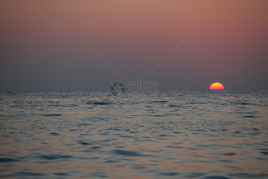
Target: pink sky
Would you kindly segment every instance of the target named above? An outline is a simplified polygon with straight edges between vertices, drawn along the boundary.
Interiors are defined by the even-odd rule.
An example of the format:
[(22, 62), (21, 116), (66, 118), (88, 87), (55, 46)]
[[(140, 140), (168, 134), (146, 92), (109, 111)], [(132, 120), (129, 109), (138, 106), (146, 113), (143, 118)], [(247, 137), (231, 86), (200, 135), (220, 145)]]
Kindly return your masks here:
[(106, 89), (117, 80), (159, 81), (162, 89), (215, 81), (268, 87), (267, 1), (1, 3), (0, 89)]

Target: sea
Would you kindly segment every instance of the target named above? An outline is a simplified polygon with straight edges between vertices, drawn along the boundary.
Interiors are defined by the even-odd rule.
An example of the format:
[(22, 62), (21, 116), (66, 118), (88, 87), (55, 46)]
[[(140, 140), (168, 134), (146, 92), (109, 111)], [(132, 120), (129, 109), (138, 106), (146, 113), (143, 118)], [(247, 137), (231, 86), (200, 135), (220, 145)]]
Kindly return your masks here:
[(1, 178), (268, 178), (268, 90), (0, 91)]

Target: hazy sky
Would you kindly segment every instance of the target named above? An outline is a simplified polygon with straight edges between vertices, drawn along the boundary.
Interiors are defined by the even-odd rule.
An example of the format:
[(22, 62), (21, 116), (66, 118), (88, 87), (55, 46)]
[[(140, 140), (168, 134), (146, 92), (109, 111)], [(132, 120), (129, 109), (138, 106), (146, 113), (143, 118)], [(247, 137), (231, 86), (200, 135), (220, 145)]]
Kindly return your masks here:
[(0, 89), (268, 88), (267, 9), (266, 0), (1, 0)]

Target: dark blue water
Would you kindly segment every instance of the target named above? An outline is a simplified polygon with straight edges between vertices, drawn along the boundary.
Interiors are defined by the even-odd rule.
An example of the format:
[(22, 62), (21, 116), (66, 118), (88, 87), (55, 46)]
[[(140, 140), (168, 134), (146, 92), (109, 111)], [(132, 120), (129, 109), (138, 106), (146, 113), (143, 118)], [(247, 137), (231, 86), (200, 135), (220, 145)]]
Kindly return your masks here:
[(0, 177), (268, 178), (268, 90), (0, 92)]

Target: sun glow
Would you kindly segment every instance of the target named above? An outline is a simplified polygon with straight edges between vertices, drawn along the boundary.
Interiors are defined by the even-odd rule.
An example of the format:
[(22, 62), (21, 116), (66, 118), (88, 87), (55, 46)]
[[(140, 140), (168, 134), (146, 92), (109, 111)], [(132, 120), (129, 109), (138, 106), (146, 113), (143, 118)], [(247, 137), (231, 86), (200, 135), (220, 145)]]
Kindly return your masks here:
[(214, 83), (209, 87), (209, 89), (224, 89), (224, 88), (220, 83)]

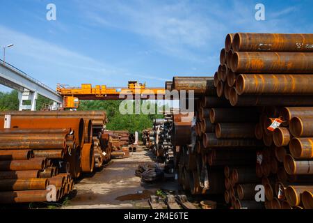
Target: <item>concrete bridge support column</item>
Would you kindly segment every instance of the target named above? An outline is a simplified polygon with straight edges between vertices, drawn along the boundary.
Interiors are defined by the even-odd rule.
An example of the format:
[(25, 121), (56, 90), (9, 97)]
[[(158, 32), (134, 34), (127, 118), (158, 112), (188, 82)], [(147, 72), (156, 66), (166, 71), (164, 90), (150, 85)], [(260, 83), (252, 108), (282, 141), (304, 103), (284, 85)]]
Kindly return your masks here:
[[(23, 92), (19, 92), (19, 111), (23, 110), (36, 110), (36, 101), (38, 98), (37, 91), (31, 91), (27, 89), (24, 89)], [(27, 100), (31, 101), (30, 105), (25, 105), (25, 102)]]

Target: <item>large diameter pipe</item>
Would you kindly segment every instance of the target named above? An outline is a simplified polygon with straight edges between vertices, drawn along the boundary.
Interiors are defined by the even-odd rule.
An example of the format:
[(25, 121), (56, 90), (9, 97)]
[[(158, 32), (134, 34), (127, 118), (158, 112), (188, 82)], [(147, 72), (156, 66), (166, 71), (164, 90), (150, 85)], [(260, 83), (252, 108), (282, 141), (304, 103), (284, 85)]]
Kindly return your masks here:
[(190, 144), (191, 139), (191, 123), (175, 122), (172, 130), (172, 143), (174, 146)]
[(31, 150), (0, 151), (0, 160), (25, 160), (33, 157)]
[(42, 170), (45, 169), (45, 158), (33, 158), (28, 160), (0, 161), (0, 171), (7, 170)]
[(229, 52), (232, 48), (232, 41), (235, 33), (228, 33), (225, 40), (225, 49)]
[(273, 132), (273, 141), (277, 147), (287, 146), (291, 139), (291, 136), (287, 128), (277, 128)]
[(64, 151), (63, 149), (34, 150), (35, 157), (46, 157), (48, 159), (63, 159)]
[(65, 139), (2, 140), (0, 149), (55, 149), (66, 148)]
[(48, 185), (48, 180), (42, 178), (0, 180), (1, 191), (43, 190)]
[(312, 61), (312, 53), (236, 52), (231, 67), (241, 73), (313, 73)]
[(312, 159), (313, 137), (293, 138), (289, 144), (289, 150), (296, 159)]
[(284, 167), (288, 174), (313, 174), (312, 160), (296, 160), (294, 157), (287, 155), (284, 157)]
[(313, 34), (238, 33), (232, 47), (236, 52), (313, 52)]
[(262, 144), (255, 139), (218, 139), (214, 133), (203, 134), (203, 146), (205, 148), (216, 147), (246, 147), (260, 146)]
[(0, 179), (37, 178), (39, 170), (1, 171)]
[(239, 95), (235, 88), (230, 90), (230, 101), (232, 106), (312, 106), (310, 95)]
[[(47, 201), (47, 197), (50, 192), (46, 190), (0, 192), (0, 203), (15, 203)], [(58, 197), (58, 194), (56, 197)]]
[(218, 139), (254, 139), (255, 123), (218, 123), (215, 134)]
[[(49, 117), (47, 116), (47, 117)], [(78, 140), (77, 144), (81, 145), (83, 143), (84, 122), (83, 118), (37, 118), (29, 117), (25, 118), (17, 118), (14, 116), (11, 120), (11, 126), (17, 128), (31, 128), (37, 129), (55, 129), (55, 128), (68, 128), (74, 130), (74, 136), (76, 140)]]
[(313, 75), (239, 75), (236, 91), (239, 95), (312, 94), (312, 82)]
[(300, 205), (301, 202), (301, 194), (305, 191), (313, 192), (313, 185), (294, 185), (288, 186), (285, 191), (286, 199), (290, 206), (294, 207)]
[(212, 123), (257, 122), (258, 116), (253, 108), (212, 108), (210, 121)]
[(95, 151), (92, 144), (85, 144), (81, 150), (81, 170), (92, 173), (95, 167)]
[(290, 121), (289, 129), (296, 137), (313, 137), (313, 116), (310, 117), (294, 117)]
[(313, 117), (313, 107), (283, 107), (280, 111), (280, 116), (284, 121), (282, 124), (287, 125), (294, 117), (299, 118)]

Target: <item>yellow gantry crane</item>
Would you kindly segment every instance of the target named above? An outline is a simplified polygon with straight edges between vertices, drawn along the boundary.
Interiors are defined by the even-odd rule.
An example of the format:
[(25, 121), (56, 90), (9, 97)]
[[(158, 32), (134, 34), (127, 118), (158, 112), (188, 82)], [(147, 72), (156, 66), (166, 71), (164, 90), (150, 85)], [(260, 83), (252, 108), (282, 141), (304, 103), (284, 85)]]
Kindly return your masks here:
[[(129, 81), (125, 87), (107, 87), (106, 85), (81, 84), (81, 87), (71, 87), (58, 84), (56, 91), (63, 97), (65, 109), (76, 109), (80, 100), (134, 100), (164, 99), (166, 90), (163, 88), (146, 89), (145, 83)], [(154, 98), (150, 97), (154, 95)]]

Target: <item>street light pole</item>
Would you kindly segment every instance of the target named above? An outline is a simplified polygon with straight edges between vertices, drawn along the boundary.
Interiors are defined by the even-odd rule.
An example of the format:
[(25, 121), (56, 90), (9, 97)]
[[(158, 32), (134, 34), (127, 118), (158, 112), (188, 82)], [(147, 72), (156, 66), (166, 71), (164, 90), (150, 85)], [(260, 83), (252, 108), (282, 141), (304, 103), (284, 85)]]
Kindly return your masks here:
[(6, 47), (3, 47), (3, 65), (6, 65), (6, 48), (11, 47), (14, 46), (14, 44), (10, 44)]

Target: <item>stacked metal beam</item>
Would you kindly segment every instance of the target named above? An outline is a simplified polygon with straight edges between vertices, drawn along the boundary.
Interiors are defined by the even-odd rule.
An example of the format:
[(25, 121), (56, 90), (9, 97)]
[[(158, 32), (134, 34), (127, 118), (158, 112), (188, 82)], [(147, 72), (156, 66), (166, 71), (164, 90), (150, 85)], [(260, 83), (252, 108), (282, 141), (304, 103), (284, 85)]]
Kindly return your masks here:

· · · ·

Retype the items from their very beginning through the line containing "(1, 3), (0, 89)]", both ends included, and leave the pictures out.

Exercise output >>
Target: pink sky
Would you kindly segment every instance of the target named above? An outline is a simplified polygon with straight edges between vertices, drawn along the boundary.
Interiors are defined by the even-odd rule.
An example of the format:
[(22, 62), (21, 116), (66, 118), (88, 87), (55, 46)]
[[(140, 140), (168, 134), (146, 92), (109, 111)], [(132, 120), (129, 109), (138, 106), (146, 113), (143, 118)], [(247, 137), (231, 86), (200, 135), (220, 145)]]
Kindly return your masks here:
[(106, 89), (117, 80), (159, 81), (162, 89), (215, 81), (268, 87), (267, 1), (1, 3), (0, 89)]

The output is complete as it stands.